2. Ignoring TDS on advance payments A consulting fee credited as an advance in your books triggers TDS at that point. If you raise the final invoice six months later and deduct TDS only then, you have a late-deduction interest exposure from the advance date. Always deduct on the earlier of credit or payment.
3. Missing director sitting fees Non-executive directors receive sitting fees — often Rs. 10,000 to Rs. 50,000 per board meeting. These carry no Rs. 30,000 threshold. Many companies process these through the secretarial team, which is disconnected from the accounts team responsible for 26Q filing. Build a standing rule: every board-meeting payment file to finance before cheque release.
4. Not collecting 197 certificates before deducting High-value consultants — especially those already under advance tax — routinely hold valid Section 197 certificates permitting nil or reduced deduction. If you deduct at 10% when the certificate permits 2%, the consultant's AIS shows excess credit and they must claim a refund at ITR stage. Collect certificates at the start of each financial year and re-verify quarterly on TRACES.
5. TDS on reimbursements Pure reimbursements supported by original bills (courier receipts, flight tickets, hotel folios in the client's name or clearly marked as pass-through) are not subject to TDS. Where invoices club service fees and "expenses" without documentation, TDS applies to the full amount. Ask vendors to supply original support with every expense claim.
6. Wrong nature-of-payment code in challan Depositing 194J TDS under a 194C (contractor) code is a common error that creates a mismatch in Form 26AS and requires a correction challan request — a process that can take weeks. Double-check the nature-of-payment code on ITNS 281 before submission.

________________

PROMPT A:
Answer these questions about the passage on TDS errors:
(i) On the earlier of which two events should TDS be deducted?
(ii) What range of sitting fees per board meeting does the passage give for non-executive directors?
(iii) On which form should the nature-of-payment code be double-checked before submission?
PROMPT B: Rewrite the passage on TDS errors starting with "4. Not collecting" and going on through "quarterly on TRACES.", swapping "quarterly" for "monthly".
PROMPT C: Extend the passage on TDS errors with text that follows on from its final sentence.

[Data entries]

________________

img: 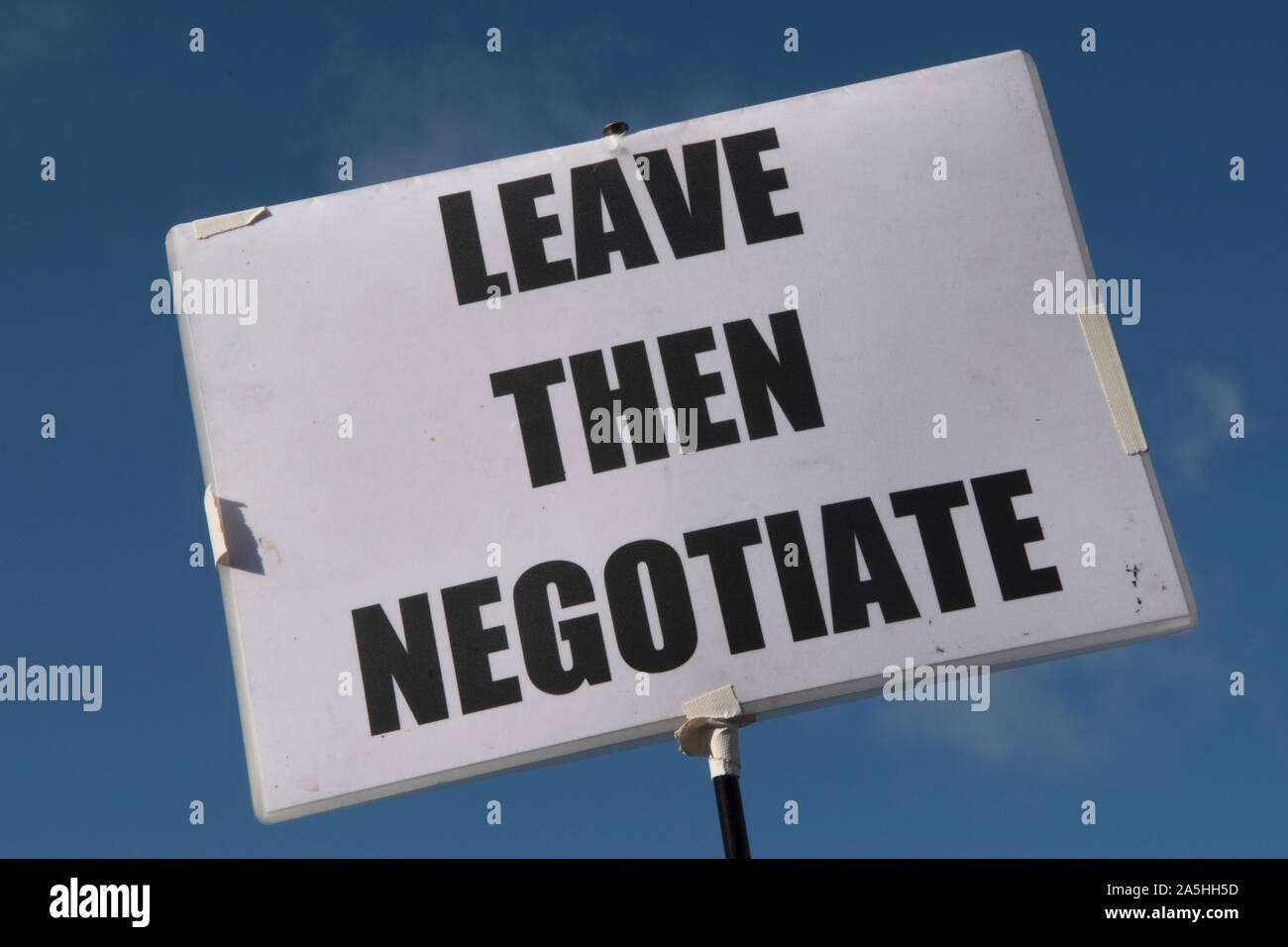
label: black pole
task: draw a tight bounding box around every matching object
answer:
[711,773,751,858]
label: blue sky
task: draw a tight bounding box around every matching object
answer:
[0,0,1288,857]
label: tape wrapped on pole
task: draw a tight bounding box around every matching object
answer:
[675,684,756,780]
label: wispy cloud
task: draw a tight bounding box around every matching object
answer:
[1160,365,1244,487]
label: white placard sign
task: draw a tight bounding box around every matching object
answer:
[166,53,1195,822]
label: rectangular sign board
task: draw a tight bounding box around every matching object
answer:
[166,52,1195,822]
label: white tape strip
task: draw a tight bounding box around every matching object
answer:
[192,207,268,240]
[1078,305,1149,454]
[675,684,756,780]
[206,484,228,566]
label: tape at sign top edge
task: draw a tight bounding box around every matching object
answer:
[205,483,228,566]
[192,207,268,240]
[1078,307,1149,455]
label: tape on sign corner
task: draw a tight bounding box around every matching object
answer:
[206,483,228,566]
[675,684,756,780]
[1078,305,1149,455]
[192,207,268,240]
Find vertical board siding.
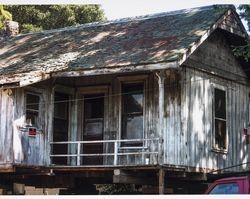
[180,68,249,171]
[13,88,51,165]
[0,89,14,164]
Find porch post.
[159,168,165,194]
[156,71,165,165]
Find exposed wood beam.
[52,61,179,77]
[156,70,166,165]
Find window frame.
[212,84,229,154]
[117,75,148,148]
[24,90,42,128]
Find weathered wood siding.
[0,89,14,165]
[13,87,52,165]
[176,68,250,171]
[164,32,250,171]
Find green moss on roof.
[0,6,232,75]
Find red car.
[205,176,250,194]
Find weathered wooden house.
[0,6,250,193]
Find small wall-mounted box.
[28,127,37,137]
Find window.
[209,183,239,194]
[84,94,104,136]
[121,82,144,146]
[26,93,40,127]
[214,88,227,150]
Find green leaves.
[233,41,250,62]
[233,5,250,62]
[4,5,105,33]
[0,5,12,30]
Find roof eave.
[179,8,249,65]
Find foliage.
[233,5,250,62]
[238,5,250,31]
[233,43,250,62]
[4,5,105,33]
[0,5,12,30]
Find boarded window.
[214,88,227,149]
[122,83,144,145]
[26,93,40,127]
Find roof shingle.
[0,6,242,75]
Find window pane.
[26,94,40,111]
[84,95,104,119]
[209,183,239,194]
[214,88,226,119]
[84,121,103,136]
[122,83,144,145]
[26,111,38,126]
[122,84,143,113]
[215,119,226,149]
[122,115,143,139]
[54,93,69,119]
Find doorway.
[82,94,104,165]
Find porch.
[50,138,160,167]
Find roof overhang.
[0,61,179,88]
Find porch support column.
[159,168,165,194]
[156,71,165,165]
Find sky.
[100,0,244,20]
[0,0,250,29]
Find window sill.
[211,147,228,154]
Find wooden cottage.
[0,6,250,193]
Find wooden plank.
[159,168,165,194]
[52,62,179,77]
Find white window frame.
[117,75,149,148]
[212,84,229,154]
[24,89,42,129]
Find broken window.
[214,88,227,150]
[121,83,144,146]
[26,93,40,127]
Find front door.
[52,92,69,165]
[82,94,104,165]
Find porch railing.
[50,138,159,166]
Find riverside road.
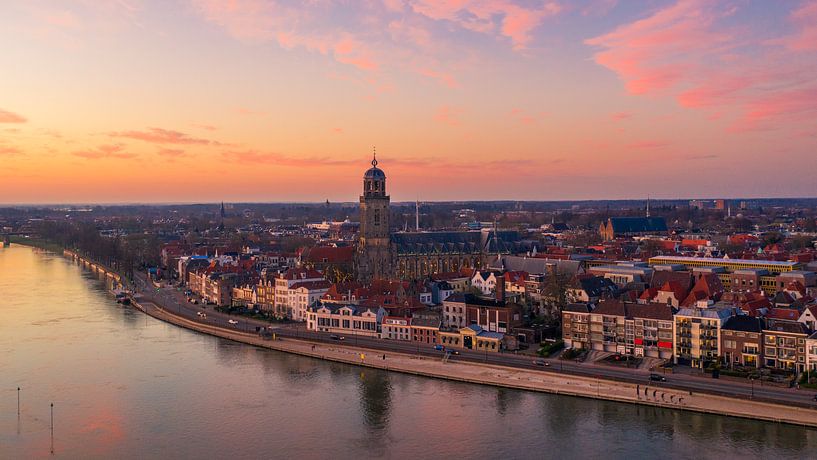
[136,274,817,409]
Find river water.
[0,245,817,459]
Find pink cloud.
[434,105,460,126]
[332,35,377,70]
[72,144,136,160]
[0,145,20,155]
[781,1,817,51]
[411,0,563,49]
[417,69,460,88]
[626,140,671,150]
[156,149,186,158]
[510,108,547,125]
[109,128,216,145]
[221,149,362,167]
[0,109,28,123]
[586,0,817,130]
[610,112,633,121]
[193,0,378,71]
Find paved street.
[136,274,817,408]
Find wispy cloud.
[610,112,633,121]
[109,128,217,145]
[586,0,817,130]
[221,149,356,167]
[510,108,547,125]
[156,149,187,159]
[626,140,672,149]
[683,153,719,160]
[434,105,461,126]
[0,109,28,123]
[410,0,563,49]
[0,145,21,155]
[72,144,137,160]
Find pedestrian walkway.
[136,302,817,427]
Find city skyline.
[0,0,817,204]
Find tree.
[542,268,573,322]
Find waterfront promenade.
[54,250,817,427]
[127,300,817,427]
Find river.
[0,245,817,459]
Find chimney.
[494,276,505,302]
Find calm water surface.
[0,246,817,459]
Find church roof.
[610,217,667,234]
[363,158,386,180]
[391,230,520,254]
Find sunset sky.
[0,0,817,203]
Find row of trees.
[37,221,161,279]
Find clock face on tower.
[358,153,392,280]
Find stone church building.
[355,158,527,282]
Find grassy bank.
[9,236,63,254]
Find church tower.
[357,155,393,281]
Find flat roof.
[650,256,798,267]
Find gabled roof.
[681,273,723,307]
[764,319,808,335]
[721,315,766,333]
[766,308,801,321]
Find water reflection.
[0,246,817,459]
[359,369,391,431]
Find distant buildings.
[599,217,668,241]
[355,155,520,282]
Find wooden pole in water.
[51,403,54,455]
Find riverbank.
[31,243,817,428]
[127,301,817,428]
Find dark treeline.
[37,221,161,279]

________________

ANSWER SPACE A:
(i) Credit or payment.
(ii) Rs. 10,000 to Rs. 50,000.
(iii) ITNS 281.

ANSWER SPACE B:
4. Not collecting 197 certificates before deducting High-value consultants — especially those already under advance tax — routinely hold valid Section 197 certificates permitting nil or reduced deduction. If you deduct at 10% when the certificate permits 2%, the consultant's AIS shows excess credit and they must claim a refund at ITR stage. Collect certificates at the start of each financial year and re-verify monthly on TRACES.

ANSWER SPACE C:
Consequences of Non-Compliance
The penalties for 194J failures stack quickly:
- Section 201(1A) interest on late deduction: 1% per month from the date TDS was due to be deducted to the date it was actually deducted.
- Section 201(1A) interest on late deposit: 1.5% per month from the date of deduction to the date of actual deposit.
- Section 234E late filing fee: Rs. 200 per day of delay in filing Form 26Q, capped at the TDS amount for that return.
- Section 271C penalty: Amount equal to the TDS not deducted (i.e., 100% of the unpaid TDS).
- Section 40(a)(ia) disallowance: 30% of the gross payment disallowed as a business expense if TDS was not deducted and not remedied before the filing of the return.
- Prosecution under Section 276B: In cases of wilful default on deposit of deducted tax, imprisonment of three months to seven years plus fine.
The disallowance route hurts companies most during scrutiny assessments — a Rs. 15 lakh annual legal retainer generates Rs. 4.5 lakh of disallowance and Rs. 1.35 lakh of additional tax at the corporate rate, every year the default continues.
Key Takeaways
- Two rates, one decision point: Professional services attract 10%; technical services attract 2%. Classify at the purchase-order stage — not at payment time.
- Threshold is Rs. 30,000 per category per vendor per year — but director's remuneration has no threshold; deduct from the first rupee.
- No GST in the TDS base — provided GST is itemised separately on the invoice; reject lump-sum invoices.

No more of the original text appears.